Copy every line of the following material word for word, with no changes.
BEGIN RECORDS FOR PROCESSING
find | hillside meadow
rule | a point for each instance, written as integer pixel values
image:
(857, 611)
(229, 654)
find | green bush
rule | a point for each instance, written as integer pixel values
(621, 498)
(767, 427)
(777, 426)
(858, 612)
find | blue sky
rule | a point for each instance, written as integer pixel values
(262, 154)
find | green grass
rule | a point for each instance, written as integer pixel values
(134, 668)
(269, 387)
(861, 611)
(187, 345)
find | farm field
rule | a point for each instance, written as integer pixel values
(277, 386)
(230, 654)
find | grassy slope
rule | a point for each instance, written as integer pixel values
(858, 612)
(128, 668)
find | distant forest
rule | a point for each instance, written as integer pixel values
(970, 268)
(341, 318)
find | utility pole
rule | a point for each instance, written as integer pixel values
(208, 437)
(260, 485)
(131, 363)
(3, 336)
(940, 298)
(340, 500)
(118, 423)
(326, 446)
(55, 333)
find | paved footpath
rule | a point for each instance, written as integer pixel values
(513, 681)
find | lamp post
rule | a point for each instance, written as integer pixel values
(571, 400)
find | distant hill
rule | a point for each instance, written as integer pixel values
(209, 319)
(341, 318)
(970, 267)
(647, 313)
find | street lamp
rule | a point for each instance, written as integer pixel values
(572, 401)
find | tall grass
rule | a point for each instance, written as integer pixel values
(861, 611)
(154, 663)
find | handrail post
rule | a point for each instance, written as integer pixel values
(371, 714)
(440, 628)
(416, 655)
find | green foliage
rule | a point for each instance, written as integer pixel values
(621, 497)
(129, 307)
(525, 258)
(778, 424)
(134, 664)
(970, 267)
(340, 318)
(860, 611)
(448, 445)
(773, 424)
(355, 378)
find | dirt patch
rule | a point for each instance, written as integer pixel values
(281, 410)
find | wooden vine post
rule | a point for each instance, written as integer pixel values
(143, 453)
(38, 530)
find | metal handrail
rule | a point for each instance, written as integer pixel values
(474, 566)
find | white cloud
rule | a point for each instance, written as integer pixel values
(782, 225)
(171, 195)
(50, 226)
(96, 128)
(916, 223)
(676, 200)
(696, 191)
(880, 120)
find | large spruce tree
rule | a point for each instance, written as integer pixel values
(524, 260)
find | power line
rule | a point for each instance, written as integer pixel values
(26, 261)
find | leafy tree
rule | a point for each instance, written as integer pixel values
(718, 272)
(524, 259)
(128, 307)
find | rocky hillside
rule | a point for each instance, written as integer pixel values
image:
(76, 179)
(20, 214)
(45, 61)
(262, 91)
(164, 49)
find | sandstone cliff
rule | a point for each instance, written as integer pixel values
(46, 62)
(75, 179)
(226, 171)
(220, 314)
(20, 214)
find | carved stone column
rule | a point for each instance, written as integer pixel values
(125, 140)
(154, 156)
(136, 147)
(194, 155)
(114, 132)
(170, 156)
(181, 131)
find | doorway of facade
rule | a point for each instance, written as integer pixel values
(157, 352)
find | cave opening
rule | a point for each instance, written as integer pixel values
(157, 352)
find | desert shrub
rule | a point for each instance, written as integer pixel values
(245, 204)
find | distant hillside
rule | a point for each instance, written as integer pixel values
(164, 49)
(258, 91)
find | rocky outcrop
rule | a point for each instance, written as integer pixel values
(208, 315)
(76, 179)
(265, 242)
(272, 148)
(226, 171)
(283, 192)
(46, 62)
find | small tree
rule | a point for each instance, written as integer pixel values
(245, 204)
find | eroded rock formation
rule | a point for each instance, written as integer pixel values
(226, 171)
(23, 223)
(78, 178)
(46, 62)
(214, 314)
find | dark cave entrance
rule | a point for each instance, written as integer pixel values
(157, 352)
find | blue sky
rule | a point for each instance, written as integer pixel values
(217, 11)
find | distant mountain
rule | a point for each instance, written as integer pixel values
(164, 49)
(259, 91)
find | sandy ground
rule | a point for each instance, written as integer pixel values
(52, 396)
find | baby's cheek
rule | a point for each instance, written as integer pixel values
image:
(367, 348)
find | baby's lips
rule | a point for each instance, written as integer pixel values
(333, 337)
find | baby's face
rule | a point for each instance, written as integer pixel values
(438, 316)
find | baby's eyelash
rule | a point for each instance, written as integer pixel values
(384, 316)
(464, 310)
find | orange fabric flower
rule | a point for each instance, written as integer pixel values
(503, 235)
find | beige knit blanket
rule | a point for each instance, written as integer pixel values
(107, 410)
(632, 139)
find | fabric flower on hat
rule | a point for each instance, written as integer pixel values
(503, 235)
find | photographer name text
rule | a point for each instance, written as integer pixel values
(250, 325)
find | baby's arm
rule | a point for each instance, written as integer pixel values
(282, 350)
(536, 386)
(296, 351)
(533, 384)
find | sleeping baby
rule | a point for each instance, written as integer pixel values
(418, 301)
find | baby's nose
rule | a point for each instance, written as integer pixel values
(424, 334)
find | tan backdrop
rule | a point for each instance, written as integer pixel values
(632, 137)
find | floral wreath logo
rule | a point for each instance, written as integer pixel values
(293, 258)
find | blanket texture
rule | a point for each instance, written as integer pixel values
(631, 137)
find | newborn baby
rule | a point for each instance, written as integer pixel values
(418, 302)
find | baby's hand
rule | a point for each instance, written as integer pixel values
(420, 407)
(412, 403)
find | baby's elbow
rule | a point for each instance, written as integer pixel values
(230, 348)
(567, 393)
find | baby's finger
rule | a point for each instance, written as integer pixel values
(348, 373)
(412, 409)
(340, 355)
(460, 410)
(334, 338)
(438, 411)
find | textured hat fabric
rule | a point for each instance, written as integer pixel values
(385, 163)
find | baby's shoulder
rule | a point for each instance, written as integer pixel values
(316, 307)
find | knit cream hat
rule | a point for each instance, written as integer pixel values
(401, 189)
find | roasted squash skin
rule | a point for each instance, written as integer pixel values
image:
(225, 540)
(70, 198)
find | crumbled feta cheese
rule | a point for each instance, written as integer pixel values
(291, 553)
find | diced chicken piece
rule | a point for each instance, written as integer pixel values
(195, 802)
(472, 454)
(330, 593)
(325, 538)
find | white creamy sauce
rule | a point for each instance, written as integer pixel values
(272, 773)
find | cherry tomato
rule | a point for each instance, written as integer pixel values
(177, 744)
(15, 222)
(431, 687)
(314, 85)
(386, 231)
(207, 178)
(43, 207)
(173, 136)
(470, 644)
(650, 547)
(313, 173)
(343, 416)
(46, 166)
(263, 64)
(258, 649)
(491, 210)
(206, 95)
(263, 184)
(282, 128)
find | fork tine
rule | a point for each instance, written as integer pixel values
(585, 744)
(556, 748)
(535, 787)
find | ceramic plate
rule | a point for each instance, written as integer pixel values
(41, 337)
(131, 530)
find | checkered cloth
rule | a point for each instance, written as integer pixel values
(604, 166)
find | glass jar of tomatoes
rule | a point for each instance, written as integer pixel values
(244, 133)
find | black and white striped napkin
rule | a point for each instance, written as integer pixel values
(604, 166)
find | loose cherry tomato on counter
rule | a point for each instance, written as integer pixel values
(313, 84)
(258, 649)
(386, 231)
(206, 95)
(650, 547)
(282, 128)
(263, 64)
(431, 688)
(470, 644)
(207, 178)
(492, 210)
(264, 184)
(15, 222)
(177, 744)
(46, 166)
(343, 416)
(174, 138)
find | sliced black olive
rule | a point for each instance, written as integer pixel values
END RECORDS FOR PROCESSING
ANSWER FOR THE TASK
find | hillside meadow
rule | a point for each instance, written as integer pixel values
image:
(857, 611)
(229, 654)
find | green bush
rule | a point for each instance, written as integer pixel values
(621, 498)
(767, 427)
(777, 426)
(858, 612)
find | blue sky
rule | a point for each instance, written as integer pixel values
(262, 154)
find | green grass
rule | a point for each instance, written as integer pixel values
(134, 668)
(269, 387)
(861, 611)
(187, 345)
find | farm field
rule | a point for each instance, written as integer pixel values
(277, 386)
(230, 654)
find | grassy slope
rule | a point for each instance, written as integer pixel values
(858, 612)
(128, 668)
find | distant forest
rule | a point for each instance, written as integer pixel values
(970, 268)
(341, 318)
find | utility pole
rule | a point for each instance, written as integer pixel values
(208, 437)
(260, 485)
(131, 363)
(3, 336)
(940, 298)
(340, 500)
(118, 423)
(326, 446)
(55, 333)
find | paved footpath
rule | a point for each instance, written as integer pixel values
(513, 681)
find | lamp post
rule | a point for each instance, written as integer pixel values
(571, 400)
find | distant hill
rule | a point for each instance, written as integer pixel values
(209, 319)
(341, 318)
(970, 267)
(647, 313)
find | street lamp
rule | a point for each instance, written as integer pixel values
(572, 401)
find | tall grass
rule | a point for each instance, written as integer pixel values
(861, 611)
(154, 663)
find | handrail post
rule | a point for each instance, written as integer pixel values
(371, 714)
(440, 628)
(416, 655)
find | green foliage
rule | a point for each instance, written as integer pixel values
(621, 497)
(129, 307)
(525, 258)
(778, 424)
(134, 664)
(970, 267)
(340, 318)
(860, 611)
(448, 445)
(773, 424)
(355, 378)
find | dirt patch
rule | a point for each instance, written as integer pixel values
(281, 410)
find | wooden vine post
rule | a point for each instance, written as integer pixel values
(143, 453)
(38, 530)
find | metal handrail
rule | a point for each instance, written as integer pixel values
(474, 566)
find | white cloud
rule | a point for each instance, written as integer pixel values
(782, 225)
(171, 195)
(50, 226)
(96, 128)
(916, 223)
(676, 200)
(696, 191)
(880, 120)
find | large spruce tree
rule | a point for each instance, written as integer pixel values
(524, 260)
find | power line
rule | a point for each instance, written as integer pixel values
(26, 261)
find | leafy tree
rule | a point for each instance, written as integer pixel values
(718, 272)
(524, 259)
(128, 307)
find | rocky hillside
rule | a point for each instance, written as integer pixel values
image:
(76, 179)
(20, 214)
(45, 61)
(262, 91)
(164, 49)
find | sandstone cliff
rule | a point for each instance, written as integer pixel values
(46, 62)
(75, 179)
(226, 171)
(220, 314)
(20, 214)
find | carved stone column
rule | a point for each instance, written as integer pixel values
(125, 140)
(154, 156)
(136, 147)
(194, 155)
(114, 132)
(170, 156)
(181, 131)
find | doorway of facade
rule | a point for each instance, written as integer pixel values
(157, 352)
find | cave opening
rule | a point for each instance, written as integer pixel values
(157, 352)
find | desert shrub
rule | a point for each instance, written as integer pixel values
(245, 204)
find | distant hillside
rule | a point for each instance, written as integer pixel values
(164, 49)
(258, 91)
find | rocky outcrop
rule | a point for each instance, written as integer pixel values
(208, 315)
(76, 179)
(265, 242)
(272, 148)
(226, 171)
(283, 192)
(46, 62)
find | small tree
rule | a point for each instance, written as integer pixel values
(245, 204)
find | eroded rock formation
rule | a point for each instance, written as integer pixel values
(226, 171)
(23, 223)
(78, 178)
(46, 62)
(214, 314)
find | dark cave entrance
rule | a point for each instance, written as integer pixel values
(157, 352)
find | blue sky
rule | a point for each instance, written as integer pixel values
(217, 11)
find | distant mountain
rule | a point for each instance, written as integer pixel values
(164, 49)
(259, 91)
find | sandy ground
rule | a point for each instance, written as integer pixel values
(52, 396)
find | baby's cheek
rule | a point for each instance, written as integer pixel values
image:
(367, 348)
find | baby's lips
rule | a point for each instance, written as integer pixel values
(333, 337)
find | baby's face
rule | a point for each instance, written as integer pixel values
(438, 316)
find | baby's eyelash
rule | a point for each instance, written as integer pixel values
(384, 316)
(464, 310)
find | orange fabric flower
rule | a point for each instance, written as integer pixel values
(503, 235)
find | beige knit blanket
rule | a point for each instance, written as integer pixel values
(107, 410)
(632, 139)
find | fabric flower on hat
rule | a point for each instance, written as integer pixel values
(503, 235)
find | photographer name text
rule | a point for each instance, written as integer pixel values
(250, 325)
find | baby's arm
rule | a point for each instance, written as integer pixel values
(282, 350)
(536, 386)
(296, 351)
(533, 384)
find | sleeping baby
rule | a point for each instance, written as integer pixel values
(418, 301)
find | baby's nose
rule | a point for each instance, written as integer pixel values
(424, 334)
find | tan backdrop
rule | a point for each instance, written as integer pixel values
(632, 137)
find | floral wreath logo
rule | a point for each instance, written as integer pixel values
(293, 258)
find | blanket texture
rule | a point for each instance, written as integer pixel values
(631, 137)
find | newborn baby
rule | a point for each instance, written as integer pixel values
(418, 302)
find | baby's hand
rule | a point for each instance, written as integer pixel values
(420, 407)
(412, 403)
find | baby's elbow
rule | a point for each instance, written as integer pixel values
(230, 348)
(567, 393)
find | baby's finger
rule | a point for each instance, written as integer pixel values
(348, 373)
(412, 409)
(340, 355)
(460, 410)
(334, 338)
(438, 411)
find | textured hat fabric
rule | a point for each instance, written as integer pixel values
(385, 163)
find | baby's shoulder
rule | a point for each instance, written as integer pixel values
(316, 307)
find | knit cream hat
rule | a point for each instance, written as integer pixel values
(401, 189)
find | roasted squash skin
rule | a point for each instance, written as integer pixel values
image:
(225, 540)
(70, 198)
find | crumbled feta cheese
rule | a point for each instance, written as integer pixel values
(291, 553)
find | diced chicken piece
rule | a point for each instance, written as integer pixel values
(195, 802)
(472, 454)
(330, 593)
(325, 538)
find | white creamy sauce
rule | a point for each instance, written as integer pixel values
(272, 773)
find | cherry tomato
rule | a point for each instance, written as integer pixel values
(177, 744)
(15, 222)
(431, 687)
(314, 85)
(386, 231)
(207, 178)
(43, 207)
(173, 136)
(470, 644)
(650, 547)
(313, 173)
(343, 416)
(46, 166)
(263, 64)
(258, 649)
(491, 210)
(206, 95)
(263, 184)
(282, 128)
find | fork tine
rule | a point for each instance, written as integer pixel values
(585, 744)
(556, 748)
(535, 787)
find | ceramic plate
rule | a point for each instance, written as integer pixel values
(41, 337)
(131, 530)
find | checkered cloth
rule | a point for each instance, written as integer pixel values
(604, 166)
find | glass jar of tomatoes
rule | a point for each instance, written as integer pixel values
(244, 133)
find | black and white striped napkin
rule | a point for each instance, written as integer pixel values
(604, 166)
find | loose cherry tomato on counter
rule | a point for each instance, written as integer pixel values
(313, 84)
(258, 649)
(386, 231)
(206, 95)
(650, 547)
(282, 128)
(263, 64)
(431, 688)
(470, 644)
(207, 178)
(492, 210)
(264, 184)
(15, 222)
(177, 744)
(46, 166)
(343, 416)
(174, 138)
find | sliced black olive
rule | a point for each instance, written as integer pixel values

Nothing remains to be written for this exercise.